Object detection data
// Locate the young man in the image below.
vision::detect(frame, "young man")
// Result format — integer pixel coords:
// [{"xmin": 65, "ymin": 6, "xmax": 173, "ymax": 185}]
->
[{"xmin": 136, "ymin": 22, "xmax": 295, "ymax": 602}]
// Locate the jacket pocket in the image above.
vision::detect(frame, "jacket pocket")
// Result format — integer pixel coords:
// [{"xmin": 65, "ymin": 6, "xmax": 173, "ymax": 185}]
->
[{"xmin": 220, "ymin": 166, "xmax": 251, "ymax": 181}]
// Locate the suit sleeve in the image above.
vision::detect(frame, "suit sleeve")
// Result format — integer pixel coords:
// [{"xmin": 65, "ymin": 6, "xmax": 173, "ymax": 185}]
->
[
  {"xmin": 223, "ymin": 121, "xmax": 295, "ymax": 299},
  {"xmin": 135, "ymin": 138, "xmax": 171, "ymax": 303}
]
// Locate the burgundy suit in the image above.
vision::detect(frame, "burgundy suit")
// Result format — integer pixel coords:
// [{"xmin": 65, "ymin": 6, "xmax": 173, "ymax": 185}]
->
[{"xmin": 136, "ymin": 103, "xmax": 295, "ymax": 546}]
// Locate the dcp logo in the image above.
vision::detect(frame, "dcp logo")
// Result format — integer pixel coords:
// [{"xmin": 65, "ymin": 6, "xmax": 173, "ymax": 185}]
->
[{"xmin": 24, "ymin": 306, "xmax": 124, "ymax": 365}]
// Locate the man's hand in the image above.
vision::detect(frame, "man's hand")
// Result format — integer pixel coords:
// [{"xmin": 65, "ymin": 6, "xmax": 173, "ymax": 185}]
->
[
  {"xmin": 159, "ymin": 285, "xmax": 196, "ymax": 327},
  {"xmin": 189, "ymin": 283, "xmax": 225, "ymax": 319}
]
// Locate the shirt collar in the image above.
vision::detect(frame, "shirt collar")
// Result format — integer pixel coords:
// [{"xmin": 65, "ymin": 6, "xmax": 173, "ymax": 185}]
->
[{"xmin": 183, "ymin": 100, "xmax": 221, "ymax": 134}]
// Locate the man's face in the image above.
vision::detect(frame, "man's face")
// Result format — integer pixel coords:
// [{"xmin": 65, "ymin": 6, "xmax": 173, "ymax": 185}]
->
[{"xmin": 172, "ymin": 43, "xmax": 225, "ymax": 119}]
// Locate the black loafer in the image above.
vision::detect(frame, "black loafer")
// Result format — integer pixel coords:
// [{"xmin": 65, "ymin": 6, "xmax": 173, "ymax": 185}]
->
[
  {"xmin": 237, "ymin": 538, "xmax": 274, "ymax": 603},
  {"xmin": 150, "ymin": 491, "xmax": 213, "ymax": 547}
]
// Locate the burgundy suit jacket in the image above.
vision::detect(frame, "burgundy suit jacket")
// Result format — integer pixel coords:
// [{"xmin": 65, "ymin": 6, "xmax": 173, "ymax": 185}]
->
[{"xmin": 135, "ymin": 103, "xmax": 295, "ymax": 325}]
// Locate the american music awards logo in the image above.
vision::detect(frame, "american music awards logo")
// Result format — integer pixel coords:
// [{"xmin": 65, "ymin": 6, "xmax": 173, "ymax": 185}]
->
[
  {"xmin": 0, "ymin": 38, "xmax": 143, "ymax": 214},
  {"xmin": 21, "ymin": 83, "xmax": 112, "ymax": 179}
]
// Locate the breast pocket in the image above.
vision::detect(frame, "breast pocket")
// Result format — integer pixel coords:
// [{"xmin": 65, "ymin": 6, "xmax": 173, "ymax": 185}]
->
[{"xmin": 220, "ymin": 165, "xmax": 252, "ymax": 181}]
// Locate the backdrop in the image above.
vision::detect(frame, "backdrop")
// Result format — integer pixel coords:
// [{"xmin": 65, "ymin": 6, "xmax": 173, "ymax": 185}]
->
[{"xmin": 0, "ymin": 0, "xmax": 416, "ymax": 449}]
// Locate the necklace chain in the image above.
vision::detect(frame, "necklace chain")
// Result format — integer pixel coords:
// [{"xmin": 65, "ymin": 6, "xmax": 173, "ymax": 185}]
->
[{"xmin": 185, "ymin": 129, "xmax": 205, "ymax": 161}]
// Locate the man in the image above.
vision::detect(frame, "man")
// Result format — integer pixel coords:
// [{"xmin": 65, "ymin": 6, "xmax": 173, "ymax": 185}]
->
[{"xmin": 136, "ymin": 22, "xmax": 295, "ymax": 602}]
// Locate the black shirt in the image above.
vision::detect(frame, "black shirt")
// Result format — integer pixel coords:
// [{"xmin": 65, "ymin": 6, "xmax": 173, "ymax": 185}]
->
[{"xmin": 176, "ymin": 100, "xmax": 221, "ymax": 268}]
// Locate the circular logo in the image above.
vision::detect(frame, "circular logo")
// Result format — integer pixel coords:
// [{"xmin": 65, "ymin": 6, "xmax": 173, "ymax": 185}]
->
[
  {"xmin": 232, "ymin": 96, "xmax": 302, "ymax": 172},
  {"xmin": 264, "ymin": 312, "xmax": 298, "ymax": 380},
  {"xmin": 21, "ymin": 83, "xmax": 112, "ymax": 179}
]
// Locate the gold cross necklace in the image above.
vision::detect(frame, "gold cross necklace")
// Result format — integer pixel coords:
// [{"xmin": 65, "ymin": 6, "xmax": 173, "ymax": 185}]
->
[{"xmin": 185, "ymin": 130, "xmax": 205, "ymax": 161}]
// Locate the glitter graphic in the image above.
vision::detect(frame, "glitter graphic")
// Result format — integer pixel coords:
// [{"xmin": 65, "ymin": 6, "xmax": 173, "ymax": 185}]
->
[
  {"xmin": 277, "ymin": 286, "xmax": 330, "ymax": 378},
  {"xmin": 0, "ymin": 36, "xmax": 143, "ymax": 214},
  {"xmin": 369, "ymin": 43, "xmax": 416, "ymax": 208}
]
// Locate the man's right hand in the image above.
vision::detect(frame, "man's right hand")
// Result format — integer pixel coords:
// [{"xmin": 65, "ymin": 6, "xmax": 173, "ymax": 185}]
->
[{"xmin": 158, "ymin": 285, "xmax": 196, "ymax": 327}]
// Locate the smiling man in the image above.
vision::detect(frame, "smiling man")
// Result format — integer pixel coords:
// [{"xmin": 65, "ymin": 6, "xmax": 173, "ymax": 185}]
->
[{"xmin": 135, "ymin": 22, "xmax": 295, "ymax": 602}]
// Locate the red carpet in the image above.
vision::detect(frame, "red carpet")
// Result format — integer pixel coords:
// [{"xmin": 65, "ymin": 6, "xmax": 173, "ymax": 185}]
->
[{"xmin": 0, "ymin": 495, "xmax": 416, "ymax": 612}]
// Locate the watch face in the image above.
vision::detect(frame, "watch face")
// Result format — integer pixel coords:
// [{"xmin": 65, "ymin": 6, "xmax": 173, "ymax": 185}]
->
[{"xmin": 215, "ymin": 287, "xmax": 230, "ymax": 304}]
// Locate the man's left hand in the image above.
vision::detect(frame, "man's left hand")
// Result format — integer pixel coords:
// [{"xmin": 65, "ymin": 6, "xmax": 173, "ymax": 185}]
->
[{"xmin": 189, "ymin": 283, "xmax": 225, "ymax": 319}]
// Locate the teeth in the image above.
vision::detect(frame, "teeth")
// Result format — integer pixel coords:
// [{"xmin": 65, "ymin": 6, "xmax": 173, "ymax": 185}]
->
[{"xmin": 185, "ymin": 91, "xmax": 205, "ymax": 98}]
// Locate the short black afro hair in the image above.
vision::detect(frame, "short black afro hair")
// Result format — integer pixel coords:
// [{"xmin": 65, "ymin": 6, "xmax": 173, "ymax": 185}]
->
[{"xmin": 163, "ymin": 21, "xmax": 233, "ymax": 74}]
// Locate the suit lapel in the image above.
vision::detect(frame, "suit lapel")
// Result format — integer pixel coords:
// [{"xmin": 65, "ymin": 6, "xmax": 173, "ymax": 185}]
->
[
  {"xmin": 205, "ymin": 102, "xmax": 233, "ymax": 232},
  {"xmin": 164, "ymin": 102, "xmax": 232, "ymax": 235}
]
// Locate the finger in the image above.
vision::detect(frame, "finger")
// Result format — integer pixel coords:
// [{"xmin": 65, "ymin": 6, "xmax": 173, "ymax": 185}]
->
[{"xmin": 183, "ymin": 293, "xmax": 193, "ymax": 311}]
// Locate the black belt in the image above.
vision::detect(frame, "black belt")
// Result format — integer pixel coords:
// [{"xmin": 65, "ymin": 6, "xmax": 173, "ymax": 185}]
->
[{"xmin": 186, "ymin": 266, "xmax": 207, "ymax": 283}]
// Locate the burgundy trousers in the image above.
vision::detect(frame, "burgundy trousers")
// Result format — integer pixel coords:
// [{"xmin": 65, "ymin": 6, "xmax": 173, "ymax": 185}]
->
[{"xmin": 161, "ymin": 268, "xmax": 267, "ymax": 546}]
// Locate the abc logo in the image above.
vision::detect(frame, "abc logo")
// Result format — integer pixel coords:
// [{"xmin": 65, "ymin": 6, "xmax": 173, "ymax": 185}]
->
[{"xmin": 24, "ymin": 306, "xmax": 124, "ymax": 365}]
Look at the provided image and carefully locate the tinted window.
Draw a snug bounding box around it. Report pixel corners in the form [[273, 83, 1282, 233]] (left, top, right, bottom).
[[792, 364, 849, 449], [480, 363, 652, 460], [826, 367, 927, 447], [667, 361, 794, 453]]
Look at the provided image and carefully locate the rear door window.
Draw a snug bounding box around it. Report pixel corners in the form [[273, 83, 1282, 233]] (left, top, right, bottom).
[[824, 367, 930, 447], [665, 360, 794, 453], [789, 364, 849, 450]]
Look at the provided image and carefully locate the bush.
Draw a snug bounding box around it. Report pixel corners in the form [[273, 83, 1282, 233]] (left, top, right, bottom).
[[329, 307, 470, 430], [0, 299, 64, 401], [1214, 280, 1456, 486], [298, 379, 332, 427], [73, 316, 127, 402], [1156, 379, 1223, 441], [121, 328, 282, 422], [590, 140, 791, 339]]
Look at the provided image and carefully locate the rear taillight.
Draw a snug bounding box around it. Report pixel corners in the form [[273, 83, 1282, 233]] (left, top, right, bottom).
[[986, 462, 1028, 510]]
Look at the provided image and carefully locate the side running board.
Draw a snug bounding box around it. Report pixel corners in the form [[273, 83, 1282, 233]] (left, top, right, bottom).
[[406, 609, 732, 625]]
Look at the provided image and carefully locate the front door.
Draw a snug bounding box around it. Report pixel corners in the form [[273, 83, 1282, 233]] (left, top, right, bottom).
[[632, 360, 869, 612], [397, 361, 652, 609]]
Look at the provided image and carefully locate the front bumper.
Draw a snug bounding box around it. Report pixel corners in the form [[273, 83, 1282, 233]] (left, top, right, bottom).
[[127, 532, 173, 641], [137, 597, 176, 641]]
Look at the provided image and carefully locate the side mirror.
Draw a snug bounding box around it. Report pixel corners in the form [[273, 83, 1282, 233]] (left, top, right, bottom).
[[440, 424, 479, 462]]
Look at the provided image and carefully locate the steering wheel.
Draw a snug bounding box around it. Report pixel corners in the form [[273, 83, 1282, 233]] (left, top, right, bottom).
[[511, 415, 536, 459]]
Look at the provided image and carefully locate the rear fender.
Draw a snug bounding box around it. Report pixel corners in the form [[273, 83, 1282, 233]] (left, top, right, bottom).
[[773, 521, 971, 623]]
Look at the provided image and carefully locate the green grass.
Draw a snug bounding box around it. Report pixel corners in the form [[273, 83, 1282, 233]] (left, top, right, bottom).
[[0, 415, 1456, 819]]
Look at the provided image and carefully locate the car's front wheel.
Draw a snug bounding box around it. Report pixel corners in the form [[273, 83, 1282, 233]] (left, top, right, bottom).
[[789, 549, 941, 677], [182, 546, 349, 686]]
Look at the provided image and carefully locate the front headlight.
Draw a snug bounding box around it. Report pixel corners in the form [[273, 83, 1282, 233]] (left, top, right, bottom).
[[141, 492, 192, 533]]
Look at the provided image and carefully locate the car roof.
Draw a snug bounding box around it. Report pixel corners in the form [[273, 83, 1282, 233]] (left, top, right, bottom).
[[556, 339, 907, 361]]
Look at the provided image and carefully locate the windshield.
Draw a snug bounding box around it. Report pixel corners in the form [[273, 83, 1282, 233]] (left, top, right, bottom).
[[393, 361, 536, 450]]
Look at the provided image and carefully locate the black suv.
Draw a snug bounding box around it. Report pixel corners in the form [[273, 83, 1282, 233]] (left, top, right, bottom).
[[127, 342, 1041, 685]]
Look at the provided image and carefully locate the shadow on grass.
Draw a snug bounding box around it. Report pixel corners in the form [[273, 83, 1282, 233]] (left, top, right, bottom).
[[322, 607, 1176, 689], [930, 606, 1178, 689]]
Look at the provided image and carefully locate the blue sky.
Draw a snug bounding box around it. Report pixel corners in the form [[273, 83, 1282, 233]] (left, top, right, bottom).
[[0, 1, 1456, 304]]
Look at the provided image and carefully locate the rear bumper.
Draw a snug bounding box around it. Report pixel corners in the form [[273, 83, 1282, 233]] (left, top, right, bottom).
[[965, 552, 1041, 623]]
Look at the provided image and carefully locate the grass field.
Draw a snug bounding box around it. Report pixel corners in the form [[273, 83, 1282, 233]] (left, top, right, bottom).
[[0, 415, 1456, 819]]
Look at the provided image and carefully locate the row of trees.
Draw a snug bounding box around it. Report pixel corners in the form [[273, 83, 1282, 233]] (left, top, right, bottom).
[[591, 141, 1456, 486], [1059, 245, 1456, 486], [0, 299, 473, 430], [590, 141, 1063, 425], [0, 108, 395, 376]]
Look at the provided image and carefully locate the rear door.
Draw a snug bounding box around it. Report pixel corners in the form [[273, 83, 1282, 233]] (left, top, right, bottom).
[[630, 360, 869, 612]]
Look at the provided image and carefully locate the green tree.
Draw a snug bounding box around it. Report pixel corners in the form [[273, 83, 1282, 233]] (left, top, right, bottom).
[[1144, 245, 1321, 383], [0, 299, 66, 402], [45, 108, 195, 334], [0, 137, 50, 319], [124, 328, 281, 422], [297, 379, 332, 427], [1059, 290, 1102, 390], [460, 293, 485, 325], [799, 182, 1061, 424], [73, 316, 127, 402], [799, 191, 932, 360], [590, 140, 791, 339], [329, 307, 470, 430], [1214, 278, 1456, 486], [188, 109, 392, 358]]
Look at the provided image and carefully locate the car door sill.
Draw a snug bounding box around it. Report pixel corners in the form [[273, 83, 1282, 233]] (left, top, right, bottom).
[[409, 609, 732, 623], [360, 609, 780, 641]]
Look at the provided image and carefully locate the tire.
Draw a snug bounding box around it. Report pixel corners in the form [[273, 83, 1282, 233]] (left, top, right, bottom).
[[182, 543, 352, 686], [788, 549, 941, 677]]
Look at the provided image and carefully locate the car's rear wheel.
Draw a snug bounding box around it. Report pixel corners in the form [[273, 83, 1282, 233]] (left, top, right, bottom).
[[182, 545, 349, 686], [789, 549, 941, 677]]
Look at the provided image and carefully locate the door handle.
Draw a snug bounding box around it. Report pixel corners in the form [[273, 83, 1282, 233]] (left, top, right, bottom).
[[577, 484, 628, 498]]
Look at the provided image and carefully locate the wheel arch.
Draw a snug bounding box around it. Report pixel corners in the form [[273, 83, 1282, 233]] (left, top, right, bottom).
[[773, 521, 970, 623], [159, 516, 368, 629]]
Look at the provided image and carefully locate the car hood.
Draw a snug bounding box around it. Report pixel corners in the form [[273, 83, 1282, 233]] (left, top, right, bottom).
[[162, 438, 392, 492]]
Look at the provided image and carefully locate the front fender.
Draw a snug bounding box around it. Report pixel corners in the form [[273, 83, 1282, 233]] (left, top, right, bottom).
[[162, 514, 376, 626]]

- [INSTRUCTIONS FOR THE TASK]:
Return the lines of the listing unchanged, starting at the line that contains "Look at the provided image and carefully locate the bush." and ending at the line that contains "[[986, 462, 1028, 510]]", with both of those lines included.

- [FINISHED EXERCISE]:
Look at the provided image and carefully locate the bush.
Draw a snug bounding box around it. Report pixel corners in the form [[273, 83, 1282, 233]] (left, top, right, bottom).
[[329, 307, 470, 430], [0, 299, 64, 401], [1214, 280, 1456, 486], [298, 379, 332, 427], [73, 316, 127, 402], [1156, 379, 1223, 441], [121, 328, 282, 422], [590, 140, 791, 339]]
Look at the provided image and carefully locate the rear taillight.
Draw a snug bounding box around it. Report pixel corners in the form [[273, 83, 1282, 233]] (left, top, right, bottom).
[[986, 462, 1028, 510]]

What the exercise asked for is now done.